__Exercise a__
Pick out each line of the records below that contains the word "black", and copy those lines. Case counts.

__Reading passage__

_ _ _

Food for Thought: A series of public events featuring research and creative projects by recent CAS Associates and Fellows.

We are delighted to showcase the work of some of our most productive and creative faculty in this informal series of intellectually and spiritually invigorating presentations. You are invited to drop in when you can to learn about the exciting projects undertaken by our faculty.

11:00am-11:45am: Fahad Mahmood, CAS Beckman Fellow 2023-24, Physics

Seeing Double: Unlocking Quantum Emergence by Measuring Electron Pairs

Modern technology mostly relies on material properties best described with classical physics, but fundamental limits in these properties are slowing advances in computing and energy infrastructure. Quantum emergence—where complex quantum behaviors arise due to interactions between pairs of electrons—offers a way forward, but so far, our understanding of these interactions has been limited. Professor Mahmood will describe the efforts of his research group to develop a new cutting-edge technique to directly study the pairing of electrons in materials, with the aim to discover and sustain behaviors like superconductivity at much higher temperatures.

Noon-12:45pm: Peter Fritzsche, CAS Associate 2023-24, History

Vasily Grossman’s War: The Global and the Parochial in 1942 (and 2025)

Then and now, world crisis has led to the revival of the parochial, a defiance of global relationships and responsibilities. Peter Fritzsche uses a winter journey by the writer Vasily Grossman, the “Tolstoy” of World War II, from the epic battleground of Stalingrad on the Volga to liberated Ukrainian hometowns in the year 1942, to explore the fragile nature of human solidarity. What Grossman found on his journey was “our town,” the killing fields of Jews, and local roots of resentment and persecution stretching into the past and into the future.

_ _ _

__Data shown__

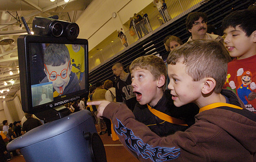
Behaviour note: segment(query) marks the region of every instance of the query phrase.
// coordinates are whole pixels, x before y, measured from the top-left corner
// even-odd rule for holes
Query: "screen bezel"
[[[84,45],[85,47],[85,89],[74,93],[75,94],[58,99],[53,101],[33,106],[31,93],[31,78],[30,60],[29,44],[30,43],[76,44]],[[72,101],[81,99],[87,96],[89,91],[88,85],[88,41],[85,39],[76,39],[71,41],[64,37],[56,37],[52,36],[26,35],[20,36],[18,38],[18,52],[20,69],[20,94],[22,109],[31,114],[38,113]],[[74,94],[74,93],[73,93]]]

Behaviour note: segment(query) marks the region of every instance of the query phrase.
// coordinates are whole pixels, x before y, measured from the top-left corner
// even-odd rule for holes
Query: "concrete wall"
[[[152,0],[94,0],[80,15],[76,23],[79,25],[79,38],[87,39],[89,50],[117,30],[123,24],[152,3]],[[112,18],[112,13],[117,16]]]

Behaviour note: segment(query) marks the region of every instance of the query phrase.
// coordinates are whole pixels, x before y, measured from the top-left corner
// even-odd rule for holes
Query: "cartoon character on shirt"
[[[236,89],[237,95],[244,105],[248,104],[246,99],[249,101],[255,99],[256,93],[253,92],[256,89],[256,84],[252,81],[252,74],[250,70],[243,71],[243,68],[237,70],[237,81],[239,87],[236,87],[235,82],[230,81],[229,84],[232,90]]]

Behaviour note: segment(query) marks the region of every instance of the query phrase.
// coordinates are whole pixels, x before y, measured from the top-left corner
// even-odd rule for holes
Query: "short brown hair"
[[[195,21],[199,19],[200,17],[203,18],[203,21],[207,22],[207,15],[203,12],[194,12],[189,13],[186,19],[186,26],[187,27],[187,30],[188,31],[189,29],[192,28],[193,24],[195,23]]]
[[[113,87],[113,81],[110,80],[107,80],[104,82],[104,87],[107,89]]]
[[[160,75],[164,75],[165,81],[166,80],[167,77],[166,66],[163,59],[156,56],[147,55],[136,58],[130,65],[130,71],[131,72],[137,68],[149,70],[156,79]],[[162,88],[164,89],[165,86],[164,85]]]
[[[194,80],[211,77],[216,81],[214,92],[219,93],[224,86],[228,69],[228,53],[223,45],[215,40],[197,40],[187,42],[171,51],[168,64],[182,62],[186,73]]]

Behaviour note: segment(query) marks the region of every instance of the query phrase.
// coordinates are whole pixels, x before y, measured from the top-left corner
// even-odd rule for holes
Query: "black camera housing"
[[[66,37],[75,39],[79,34],[79,26],[75,23],[48,18],[36,17],[33,19],[34,34]]]

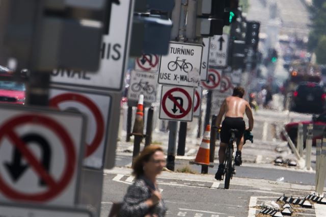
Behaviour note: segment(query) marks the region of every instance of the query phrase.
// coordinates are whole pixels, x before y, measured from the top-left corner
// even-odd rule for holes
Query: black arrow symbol
[[[178,101],[178,100],[180,100],[180,103],[179,104],[181,107],[183,107],[183,99],[182,99],[181,97],[175,96],[173,96],[173,98],[174,98],[174,99],[177,101]],[[173,112],[173,113],[175,114],[175,113],[177,112],[177,111],[178,108],[177,108],[177,105],[175,103],[173,104],[173,108],[172,108],[172,112]],[[182,114],[182,111],[181,111],[181,110],[180,110],[180,114]]]
[[[26,145],[34,142],[35,143],[33,144],[37,144],[39,145],[42,151],[43,154],[42,155],[42,165],[44,170],[48,172],[51,160],[51,150],[47,141],[40,135],[36,133],[26,134],[22,137],[21,139]],[[6,167],[8,173],[11,176],[13,180],[15,182],[19,179],[29,166],[22,165],[21,153],[17,148],[15,148],[14,151],[13,158],[13,160],[11,162],[6,162],[5,163],[5,166]],[[39,184],[40,185],[46,185],[46,183],[42,179],[40,180]]]
[[[220,50],[222,50],[223,45],[223,42],[224,42],[225,41],[224,39],[223,39],[223,37],[222,36],[220,37],[220,38],[219,39],[219,41],[220,42]]]

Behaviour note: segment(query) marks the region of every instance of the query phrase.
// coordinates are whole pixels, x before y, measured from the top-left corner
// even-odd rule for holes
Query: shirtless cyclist
[[[221,128],[221,143],[219,150],[219,169],[215,174],[215,178],[221,180],[224,173],[224,158],[225,157],[225,149],[229,143],[231,138],[231,133],[229,132],[230,129],[236,129],[238,132],[236,133],[237,151],[235,153],[234,161],[236,166],[242,164],[241,150],[243,145],[243,132],[244,130],[251,131],[254,127],[254,117],[248,102],[242,99],[244,90],[241,87],[236,87],[233,89],[232,96],[227,97],[220,108],[220,112],[217,117],[216,125],[219,126],[223,116],[225,118],[222,123]],[[243,114],[249,119],[249,127],[246,129],[246,123],[243,120]]]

_ _ _

__Exercise b__
Repeat the passage from the event listing above, starting with "Vasily Grossman’s War: The" and going on through "into the future.".

__Exercise answer a__
Query: "black camera housing"
Query: black arrow symbol

__Exercise answer b__
Vasily Grossman’s War: The Global and the Parochial in 1942 (and 2025)

Then and now, world crisis has led to the revival of the parochial, a defiance of global relationships and responsibilities. Peter Fritzsche uses a winter journey by the writer Vasily Grossman, the “Tolstoy” of World War II, from the epic battleground of Stalingrad on the Volga to liberated Ukrainian hometowns in the year 1942, to explore the fragile nature of human solidarity. What Grossman found on his journey was “our town,” the killing fields of Jews, and local roots of resentment and persecution stretching into the past and into the future.